• **Task inputs**
--
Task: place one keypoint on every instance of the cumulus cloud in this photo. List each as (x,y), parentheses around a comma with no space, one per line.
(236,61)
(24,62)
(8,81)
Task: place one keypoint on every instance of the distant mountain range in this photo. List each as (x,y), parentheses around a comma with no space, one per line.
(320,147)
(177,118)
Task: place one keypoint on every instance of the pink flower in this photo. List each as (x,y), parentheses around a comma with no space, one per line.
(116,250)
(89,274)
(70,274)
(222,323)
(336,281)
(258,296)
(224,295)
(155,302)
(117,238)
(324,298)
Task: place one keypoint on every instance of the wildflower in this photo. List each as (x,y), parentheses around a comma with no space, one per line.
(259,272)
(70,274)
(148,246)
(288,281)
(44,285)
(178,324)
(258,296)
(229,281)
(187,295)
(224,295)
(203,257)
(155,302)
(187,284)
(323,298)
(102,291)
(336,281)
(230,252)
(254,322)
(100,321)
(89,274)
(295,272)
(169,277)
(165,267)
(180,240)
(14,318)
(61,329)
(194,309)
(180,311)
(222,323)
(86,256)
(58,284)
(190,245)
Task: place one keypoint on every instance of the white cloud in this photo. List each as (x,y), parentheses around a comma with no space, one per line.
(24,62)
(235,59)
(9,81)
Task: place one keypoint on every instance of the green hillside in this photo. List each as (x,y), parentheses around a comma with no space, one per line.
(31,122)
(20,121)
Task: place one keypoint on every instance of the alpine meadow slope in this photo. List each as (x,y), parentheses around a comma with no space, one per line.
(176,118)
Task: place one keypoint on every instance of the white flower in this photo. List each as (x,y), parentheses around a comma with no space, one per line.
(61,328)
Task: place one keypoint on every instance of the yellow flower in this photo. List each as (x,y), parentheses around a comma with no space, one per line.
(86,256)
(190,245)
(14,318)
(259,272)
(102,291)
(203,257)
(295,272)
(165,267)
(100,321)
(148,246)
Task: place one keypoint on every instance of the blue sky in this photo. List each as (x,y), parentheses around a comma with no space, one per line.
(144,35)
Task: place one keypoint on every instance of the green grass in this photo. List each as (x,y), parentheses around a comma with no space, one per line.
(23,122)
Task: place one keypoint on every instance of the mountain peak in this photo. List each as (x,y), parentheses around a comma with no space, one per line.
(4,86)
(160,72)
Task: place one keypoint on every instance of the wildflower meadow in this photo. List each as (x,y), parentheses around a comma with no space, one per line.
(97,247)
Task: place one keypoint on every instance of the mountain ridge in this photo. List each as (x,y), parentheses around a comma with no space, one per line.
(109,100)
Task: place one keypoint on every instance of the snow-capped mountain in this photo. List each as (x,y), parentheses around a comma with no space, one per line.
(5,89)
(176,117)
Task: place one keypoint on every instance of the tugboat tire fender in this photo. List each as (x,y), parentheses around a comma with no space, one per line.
--
• **What to do**
Look above for the line containing "Task: place one keypoint on every instance of the alpine", then transcribe it and all lines after it through the last, exactly and with nothing else.

• **Expected output**
Task: place one keypoint on every instance of the alpine meadow slope in this photo. List each as (x,y), parentheses around a comma with no space, one per line.
(176,118)
Task: place one keypoint on every instance of the white flower in this photo. List each as (x,y), parentheses around a comma with no space, one per line.
(61,328)
Task: place one keypoint on every instance of the yellow flower in this photo. List each as (x,y), parentheses around a comma with no space, one per line.
(86,256)
(190,245)
(14,318)
(259,272)
(102,291)
(203,257)
(295,272)
(165,267)
(100,321)
(148,246)
Task: place one keypoint on every instance of the blue sky in this photo. List each as (x,y), parentheses around a comma with no space, one per line.
(144,35)
Task: place one keypoint on every instance of the green grass in this photo. List each as (x,y), parentheses around a comma with no space, one per line.
(23,122)
Task: place one keypoint on every instance of the mountain peak in this photo. List each as (x,y), parentheses around a comma with no space, one per line.
(4,86)
(160,72)
Task: place one keypoint on every instance of the wildflower meadow in this photo. List each as (x,y), parentheses around a comma with no space, one per line.
(97,247)
Task: place one keypoint on every instance of the mountain ridge in this photo. List each as (x,y), parentheses around a comma with no space, one per line.
(109,100)
Task: place one keypoint on every instance of the snow-capped mountain in this photo. List each as (x,y), parentheses around a comma with no space, one per line.
(5,89)
(176,117)
Task: place one keypoint on every instance of the tugboat tire fender in this photo. List each as (x,y), parentheses around a comma with no space, one per line.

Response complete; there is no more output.